* **SUPPLIED PASSAGE**
* * * * * * *
Provisions are recognized when the Company has a legal obligation present or assumed as a result of past events, it is probable that the outflow of cash flows is required to pay the obligation and the amount can be estimated reliably. The amount recognized as a provision is the best estimate, over the reporting period, of the disbursement necessary to cancel the present obligation, the disbursement is constituted by the amount, rationally assessed, that the Company must pay to cancel the obligation at end of the reporting period, or to transfer it to a third party on that date.

Income taxes  
3.12.
Income taxes

BBB Foods Inc., as an entity incorporated and existing under the laws of the British Virgin Islands, is not subject to any form of taxation (see Note 17). However, the Mexican Subsidiaries are subject to tax legislation in Mexico.

The income tax expense includes the current and deferred tax. The tax is recognized in the statement of profit or loss.

Deferred tax liabilities are recognized for all taxable temporary differences, except:

When the deferred tax liability arises from the initial recognition of goodwill or an asset or liability in a transaction that is not a business combination and, at the time of the transaction, affects neither the accounting profit nor taxable profit or loss, and
In respect of taxable temporary differences associated with investments in subsidiaries, when the timing of the reversal of the temporary differences can be controlled and it is probable that the temporary differences will not reverse in the foreseeable future.

Deferred income tax is recognized on the temporary differences that arise from comparing the accounting and tax values of all assets and liabilities. Deferred income tax is determined using the tax rates (and laws) that have been promulgated or substantially enacted at the end of the year and are expected to apply when the deferred income tax assets and liabilities are realized or the deferred income tax is settled. The charge for current income tax is calculated based on the tax laws enacted or substantially enacted as of the date of the statement of financial position. The deferred income tax asset is only recognized to the extent that it is probable that future tax benefits will be obtained against which deductible temporary differences can be used.
* * * * * * *
* **SHORT EXERCISE**
Please copy word for word the section of the accounting policy passage from "Provisions are recognized" up to and including "on that date.". Work from the accounting policy passage alone.

* **ITEMS**
* * * * * * *
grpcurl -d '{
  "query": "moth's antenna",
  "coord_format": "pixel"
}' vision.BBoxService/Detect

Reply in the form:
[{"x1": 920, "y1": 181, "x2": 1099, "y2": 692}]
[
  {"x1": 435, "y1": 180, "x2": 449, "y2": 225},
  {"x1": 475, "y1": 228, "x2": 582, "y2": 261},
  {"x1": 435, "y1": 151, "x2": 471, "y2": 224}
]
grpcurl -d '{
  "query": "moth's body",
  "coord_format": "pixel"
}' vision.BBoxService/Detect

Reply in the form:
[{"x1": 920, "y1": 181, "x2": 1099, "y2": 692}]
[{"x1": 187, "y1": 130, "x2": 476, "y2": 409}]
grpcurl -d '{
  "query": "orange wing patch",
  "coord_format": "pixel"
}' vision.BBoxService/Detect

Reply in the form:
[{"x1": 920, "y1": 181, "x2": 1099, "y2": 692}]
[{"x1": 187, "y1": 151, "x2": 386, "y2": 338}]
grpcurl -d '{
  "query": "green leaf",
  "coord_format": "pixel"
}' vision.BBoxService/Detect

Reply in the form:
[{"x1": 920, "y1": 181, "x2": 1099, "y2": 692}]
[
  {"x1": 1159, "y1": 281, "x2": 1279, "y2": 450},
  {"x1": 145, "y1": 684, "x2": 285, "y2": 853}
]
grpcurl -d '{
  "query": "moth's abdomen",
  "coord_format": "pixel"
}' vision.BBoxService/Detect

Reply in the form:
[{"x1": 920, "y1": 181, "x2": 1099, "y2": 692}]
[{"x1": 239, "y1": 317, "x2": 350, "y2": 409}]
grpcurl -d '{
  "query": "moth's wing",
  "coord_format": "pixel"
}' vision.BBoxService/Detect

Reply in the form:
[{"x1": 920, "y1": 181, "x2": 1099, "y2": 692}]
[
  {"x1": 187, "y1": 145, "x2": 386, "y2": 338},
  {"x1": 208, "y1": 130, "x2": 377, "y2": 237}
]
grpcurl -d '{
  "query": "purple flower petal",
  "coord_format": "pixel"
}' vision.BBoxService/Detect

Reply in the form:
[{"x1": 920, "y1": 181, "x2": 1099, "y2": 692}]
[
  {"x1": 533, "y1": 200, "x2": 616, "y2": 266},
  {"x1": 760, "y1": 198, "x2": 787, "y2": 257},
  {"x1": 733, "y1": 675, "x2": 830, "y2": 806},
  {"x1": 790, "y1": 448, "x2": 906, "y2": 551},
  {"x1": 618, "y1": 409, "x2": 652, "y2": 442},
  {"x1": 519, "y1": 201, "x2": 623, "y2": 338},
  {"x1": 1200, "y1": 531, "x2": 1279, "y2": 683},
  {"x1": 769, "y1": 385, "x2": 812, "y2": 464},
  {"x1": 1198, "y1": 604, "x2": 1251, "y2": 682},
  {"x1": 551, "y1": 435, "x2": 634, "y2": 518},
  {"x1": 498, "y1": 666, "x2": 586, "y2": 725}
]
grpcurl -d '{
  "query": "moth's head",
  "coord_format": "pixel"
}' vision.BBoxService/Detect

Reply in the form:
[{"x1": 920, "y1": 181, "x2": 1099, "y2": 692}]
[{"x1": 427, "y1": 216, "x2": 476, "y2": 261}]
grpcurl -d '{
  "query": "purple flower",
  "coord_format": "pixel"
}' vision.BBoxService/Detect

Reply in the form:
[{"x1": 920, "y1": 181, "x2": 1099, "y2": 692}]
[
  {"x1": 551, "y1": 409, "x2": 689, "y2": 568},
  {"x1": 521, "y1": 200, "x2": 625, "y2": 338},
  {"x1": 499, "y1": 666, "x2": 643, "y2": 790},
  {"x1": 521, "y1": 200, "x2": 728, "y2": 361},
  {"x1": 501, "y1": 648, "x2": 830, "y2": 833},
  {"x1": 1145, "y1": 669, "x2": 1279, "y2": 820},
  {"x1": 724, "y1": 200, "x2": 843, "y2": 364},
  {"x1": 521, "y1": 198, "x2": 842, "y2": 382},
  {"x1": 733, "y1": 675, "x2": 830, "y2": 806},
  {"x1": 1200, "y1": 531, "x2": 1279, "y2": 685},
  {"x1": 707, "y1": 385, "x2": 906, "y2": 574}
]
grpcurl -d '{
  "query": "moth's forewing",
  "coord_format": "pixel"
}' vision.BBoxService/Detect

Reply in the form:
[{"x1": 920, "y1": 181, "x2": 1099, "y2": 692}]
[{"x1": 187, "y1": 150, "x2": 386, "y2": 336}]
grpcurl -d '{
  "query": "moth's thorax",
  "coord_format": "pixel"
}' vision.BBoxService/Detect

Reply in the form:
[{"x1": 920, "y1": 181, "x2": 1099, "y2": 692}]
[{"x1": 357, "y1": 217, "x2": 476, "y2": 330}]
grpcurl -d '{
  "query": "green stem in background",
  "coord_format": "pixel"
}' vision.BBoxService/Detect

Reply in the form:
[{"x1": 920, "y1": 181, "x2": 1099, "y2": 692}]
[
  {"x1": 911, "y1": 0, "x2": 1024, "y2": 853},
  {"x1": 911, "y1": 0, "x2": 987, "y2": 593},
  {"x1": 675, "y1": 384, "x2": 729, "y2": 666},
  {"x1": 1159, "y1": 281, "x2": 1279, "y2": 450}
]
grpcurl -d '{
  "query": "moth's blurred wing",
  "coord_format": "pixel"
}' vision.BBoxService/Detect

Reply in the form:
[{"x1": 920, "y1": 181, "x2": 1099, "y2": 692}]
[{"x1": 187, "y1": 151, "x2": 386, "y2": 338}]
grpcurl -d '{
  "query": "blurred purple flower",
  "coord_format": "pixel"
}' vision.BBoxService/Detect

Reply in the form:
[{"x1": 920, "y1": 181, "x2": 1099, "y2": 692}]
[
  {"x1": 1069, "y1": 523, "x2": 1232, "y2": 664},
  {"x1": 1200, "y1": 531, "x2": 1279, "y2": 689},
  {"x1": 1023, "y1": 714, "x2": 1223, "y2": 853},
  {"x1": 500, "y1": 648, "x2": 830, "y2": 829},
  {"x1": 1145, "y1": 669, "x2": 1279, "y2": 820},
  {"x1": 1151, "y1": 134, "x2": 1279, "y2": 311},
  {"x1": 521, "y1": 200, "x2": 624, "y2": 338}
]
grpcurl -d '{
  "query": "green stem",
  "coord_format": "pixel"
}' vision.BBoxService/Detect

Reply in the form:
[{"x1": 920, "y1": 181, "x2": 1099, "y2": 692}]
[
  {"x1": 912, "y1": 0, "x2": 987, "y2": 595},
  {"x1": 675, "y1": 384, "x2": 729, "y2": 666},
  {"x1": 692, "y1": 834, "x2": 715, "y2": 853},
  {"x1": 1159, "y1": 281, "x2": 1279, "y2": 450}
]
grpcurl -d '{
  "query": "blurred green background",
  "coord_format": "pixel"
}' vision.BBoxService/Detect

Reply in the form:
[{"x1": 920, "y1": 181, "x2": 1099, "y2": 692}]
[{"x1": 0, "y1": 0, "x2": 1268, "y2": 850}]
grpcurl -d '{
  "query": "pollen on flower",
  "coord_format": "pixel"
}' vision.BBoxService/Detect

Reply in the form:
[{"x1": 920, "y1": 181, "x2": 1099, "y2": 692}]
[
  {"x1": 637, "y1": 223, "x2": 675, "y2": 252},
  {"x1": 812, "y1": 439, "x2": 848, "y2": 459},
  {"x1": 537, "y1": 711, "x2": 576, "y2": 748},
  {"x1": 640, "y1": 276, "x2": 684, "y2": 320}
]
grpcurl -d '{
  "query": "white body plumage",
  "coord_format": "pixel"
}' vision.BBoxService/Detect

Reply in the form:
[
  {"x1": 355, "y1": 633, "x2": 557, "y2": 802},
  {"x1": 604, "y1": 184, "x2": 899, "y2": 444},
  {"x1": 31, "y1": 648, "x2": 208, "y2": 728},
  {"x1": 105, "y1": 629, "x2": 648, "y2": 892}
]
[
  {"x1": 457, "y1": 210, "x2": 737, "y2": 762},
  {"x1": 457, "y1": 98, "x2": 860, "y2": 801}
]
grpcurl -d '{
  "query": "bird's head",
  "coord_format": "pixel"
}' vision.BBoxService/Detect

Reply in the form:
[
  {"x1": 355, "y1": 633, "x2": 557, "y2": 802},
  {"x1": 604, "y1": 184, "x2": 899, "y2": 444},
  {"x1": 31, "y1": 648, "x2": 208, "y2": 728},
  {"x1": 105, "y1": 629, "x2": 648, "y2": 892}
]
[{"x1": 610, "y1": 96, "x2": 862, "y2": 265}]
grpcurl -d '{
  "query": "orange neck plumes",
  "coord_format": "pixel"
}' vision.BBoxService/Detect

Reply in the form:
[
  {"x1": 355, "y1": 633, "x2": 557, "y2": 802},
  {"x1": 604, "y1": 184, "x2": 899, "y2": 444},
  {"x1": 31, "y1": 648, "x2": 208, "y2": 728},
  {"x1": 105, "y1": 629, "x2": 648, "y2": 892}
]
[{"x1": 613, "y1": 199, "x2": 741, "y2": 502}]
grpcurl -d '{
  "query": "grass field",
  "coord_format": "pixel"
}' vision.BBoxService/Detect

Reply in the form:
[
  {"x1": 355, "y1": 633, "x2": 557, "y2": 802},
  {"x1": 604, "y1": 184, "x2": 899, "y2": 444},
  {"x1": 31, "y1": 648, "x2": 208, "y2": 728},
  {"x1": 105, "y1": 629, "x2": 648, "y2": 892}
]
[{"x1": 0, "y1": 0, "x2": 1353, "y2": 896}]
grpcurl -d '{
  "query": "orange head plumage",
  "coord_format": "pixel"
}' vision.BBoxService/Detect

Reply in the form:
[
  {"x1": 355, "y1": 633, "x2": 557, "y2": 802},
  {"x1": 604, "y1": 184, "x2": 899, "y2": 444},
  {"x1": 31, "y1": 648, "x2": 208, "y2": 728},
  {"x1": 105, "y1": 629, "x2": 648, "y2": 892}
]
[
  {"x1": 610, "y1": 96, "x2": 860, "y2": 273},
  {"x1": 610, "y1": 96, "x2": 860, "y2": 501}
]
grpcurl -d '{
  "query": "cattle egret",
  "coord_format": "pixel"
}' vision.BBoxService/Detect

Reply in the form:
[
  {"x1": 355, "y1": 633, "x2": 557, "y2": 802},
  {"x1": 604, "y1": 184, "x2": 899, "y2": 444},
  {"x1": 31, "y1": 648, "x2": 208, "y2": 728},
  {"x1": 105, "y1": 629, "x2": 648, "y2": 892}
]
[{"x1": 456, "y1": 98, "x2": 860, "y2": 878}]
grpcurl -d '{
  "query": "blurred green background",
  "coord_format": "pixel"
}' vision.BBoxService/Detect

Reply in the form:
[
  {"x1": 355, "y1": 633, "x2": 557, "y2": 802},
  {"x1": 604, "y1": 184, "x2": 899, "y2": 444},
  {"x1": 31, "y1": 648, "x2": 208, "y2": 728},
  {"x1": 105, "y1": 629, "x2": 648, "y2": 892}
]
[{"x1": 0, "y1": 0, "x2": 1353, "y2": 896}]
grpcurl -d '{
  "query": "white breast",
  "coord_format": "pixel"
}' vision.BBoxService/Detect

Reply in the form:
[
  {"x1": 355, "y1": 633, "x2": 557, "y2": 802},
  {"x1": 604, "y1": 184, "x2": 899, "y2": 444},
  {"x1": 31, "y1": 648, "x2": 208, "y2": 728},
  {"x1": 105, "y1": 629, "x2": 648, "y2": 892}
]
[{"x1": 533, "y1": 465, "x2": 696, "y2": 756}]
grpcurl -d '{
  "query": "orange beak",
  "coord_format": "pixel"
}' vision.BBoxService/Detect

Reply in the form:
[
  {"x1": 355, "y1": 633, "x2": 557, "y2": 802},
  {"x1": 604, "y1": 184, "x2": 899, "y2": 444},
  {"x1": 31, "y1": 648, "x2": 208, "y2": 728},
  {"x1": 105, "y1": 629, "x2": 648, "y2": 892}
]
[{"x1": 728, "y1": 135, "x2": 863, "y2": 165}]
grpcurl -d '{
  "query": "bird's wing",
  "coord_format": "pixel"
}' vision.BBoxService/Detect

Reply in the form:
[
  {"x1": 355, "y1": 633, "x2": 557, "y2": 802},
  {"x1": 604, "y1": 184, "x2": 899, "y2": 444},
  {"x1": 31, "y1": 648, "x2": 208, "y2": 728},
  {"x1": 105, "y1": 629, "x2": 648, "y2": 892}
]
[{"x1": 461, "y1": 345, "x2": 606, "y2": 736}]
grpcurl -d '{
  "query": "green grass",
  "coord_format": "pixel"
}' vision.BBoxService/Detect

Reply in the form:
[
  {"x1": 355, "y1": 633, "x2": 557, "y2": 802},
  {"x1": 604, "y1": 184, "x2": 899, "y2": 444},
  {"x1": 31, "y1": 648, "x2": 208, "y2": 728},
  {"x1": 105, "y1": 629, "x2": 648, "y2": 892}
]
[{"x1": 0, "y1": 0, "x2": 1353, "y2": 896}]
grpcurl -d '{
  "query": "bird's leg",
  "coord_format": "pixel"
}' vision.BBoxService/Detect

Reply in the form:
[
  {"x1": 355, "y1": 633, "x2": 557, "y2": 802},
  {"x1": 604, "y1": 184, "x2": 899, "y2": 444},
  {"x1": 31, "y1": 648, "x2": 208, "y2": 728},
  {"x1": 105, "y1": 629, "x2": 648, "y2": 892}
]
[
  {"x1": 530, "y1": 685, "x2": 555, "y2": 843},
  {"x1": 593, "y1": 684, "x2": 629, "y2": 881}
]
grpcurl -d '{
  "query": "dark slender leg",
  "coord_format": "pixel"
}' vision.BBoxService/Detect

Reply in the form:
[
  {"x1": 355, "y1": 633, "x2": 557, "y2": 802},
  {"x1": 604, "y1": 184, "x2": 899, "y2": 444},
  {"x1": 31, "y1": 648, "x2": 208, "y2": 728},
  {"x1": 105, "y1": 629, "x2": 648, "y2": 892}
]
* * * * * * *
* **RESPONSE**
Provisions are recognized when the Company has a legal obligation present or assumed as a result of past events, it is probable that the outflow of cash flows is required to pay the obligation and the amount can be estimated reliably. The amount recognized as a provision is the best estimate, over the reporting period, of the disbursement necessary to cancel the present obligation, the disbursement is constituted by the amount, rationally assessed, that the Company must pay to cancel the obligation at end of the reporting period, or to transfer it to a third party on that date.